Directions for this task
Copy out nothing but the line containing "Put a dot on each instance of the fishing" and the lines that follow it to the end of the entries, exactly as they stand.

Stored data entries:
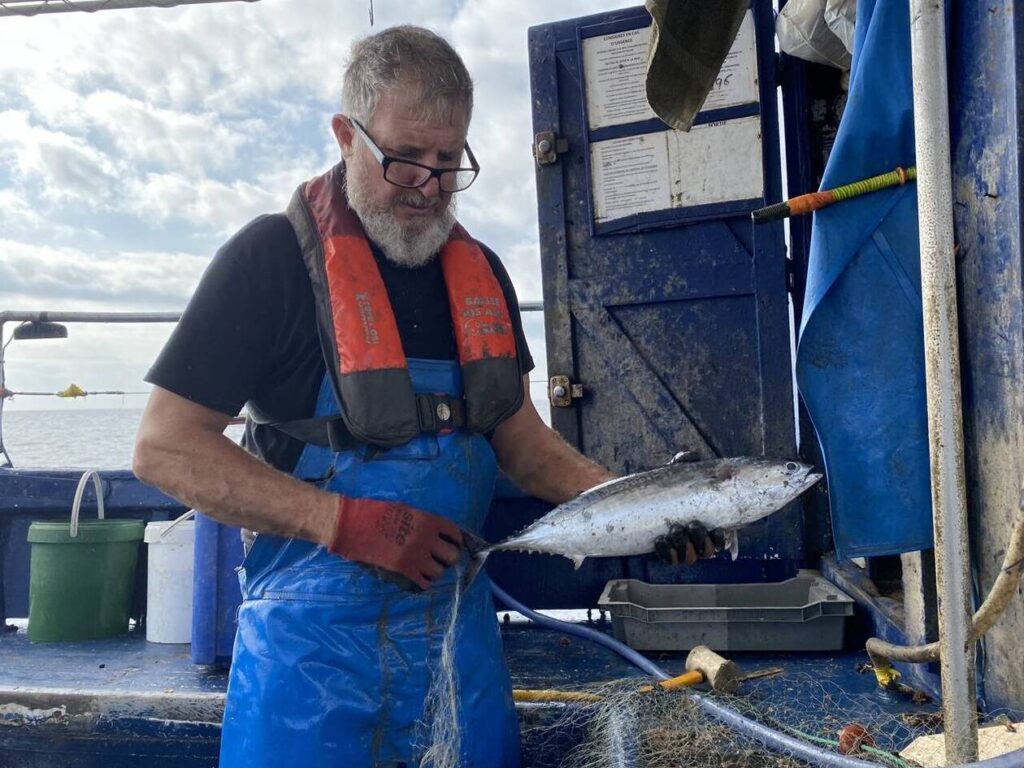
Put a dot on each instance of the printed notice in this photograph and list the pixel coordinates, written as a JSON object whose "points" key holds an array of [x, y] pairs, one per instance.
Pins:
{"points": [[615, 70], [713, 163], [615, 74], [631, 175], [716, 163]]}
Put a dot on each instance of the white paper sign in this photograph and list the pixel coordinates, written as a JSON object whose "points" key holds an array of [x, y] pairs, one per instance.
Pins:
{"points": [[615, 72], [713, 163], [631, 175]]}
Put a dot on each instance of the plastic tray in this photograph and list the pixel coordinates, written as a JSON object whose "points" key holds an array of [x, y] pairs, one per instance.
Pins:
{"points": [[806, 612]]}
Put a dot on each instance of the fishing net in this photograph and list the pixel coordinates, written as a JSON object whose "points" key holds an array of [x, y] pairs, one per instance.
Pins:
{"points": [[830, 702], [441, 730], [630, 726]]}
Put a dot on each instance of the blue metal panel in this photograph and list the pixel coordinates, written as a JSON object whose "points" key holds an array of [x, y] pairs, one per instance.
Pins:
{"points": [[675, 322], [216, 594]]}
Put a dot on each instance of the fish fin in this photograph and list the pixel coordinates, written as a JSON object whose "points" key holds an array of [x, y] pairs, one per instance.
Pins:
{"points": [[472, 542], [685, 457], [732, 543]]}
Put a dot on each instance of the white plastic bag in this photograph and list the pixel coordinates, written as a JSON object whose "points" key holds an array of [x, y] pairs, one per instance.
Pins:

Task answer
Put a dot on each instance of the fishing net in this photograph and list the pixel coordinates, written as a JSON object whose "points" key holds an array of [x, y] pairs, one per instance.
Pins:
{"points": [[830, 702], [441, 730], [630, 726]]}
Put a dot on each instance of the blue metal panel in this photograph and list the pixel coordinates, written as a JSON object whose "points" key holds an array of [x, y] pairs, one per instance.
Pins:
{"points": [[675, 322], [216, 594]]}
Put a dot on each instance of the fish fin in this photograph and list the pixel coordinates, written as a JSON object whose "points" key holds an array of [x, y] pairs, one per instance.
Pins:
{"points": [[472, 542], [685, 457], [732, 543]]}
Put a dot on each instance of the white plastic bag in this photograph and list the pixel coordinates, written as a JSON object whose "points" key holds an array of [x, y] pairs, one per instance.
Pins:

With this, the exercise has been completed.